AiBirds

Goal: Implementation of a fast-learning deep neural network with general applicability and especially well Angry Birds playing performance.

The idea originated from the Angry Birds AI Competition.

Key Features • Installation • Usage • Troubleshooting • Acknowledgements • Bibliography • License •

Key Features

Reinforcement learning framework with following features:
- Annealing Epsilon-Greedy Policy
- Dueling Networks
- Prioritized Experience Replay
- Double Q-Learning
- Frame-stacking
- n-step Expected Sarsa
- Distributed RL
- (Sequential Learning (for LSTMs and other RNNs))
- Monte Carlo Return Targets
Environments:
- Angry Birds, with level generator
- Snake
- Tetris
- Chain Bomb (invented)
Environment API: quick switch between environments without need of changing the model
Extensive utility library:
- Plotting: >40 different ways to compare several training run metrics (score, return, time etc.) on different domains (transitions, episodes, wall-clock time, etc.)

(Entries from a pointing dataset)
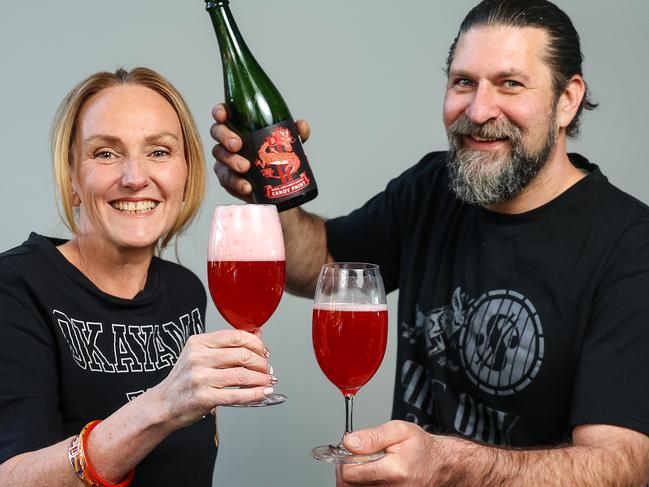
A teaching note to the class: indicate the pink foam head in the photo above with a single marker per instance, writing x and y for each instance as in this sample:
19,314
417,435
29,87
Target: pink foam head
246,233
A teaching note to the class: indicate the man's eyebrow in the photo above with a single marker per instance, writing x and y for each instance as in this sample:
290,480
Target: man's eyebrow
508,73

→ Required work
1. According to the AiBirds project description, which competition inspired the idea?
2. Continue the AiBirds project description from the point where it ends.
The listing is material that stands apart from the AiBirds project description.

→ Answers for the tasks
1. The Angry Birds AI Competition.

2.
- Permanence: save and reload entire training runs, including model weights and statistics
- Pre-training: unsupervised model pre-training on randomly generated environment data
- Train sample control: sample states with extreme loss during training are logged and plotted automatically
- and much more

Soon to come

Frame stacking
Angry Birds environment parallelization
Handling for (practically) infinite episodes

Installation

Just clone the repo, that's it.

Usage

Just tune and run the agent from src/train.py. You can let the agent practice, observe how the agent plays, view plot statistics, and more.

Any generated output (models, plots, statistics etc.) will be saved in out/.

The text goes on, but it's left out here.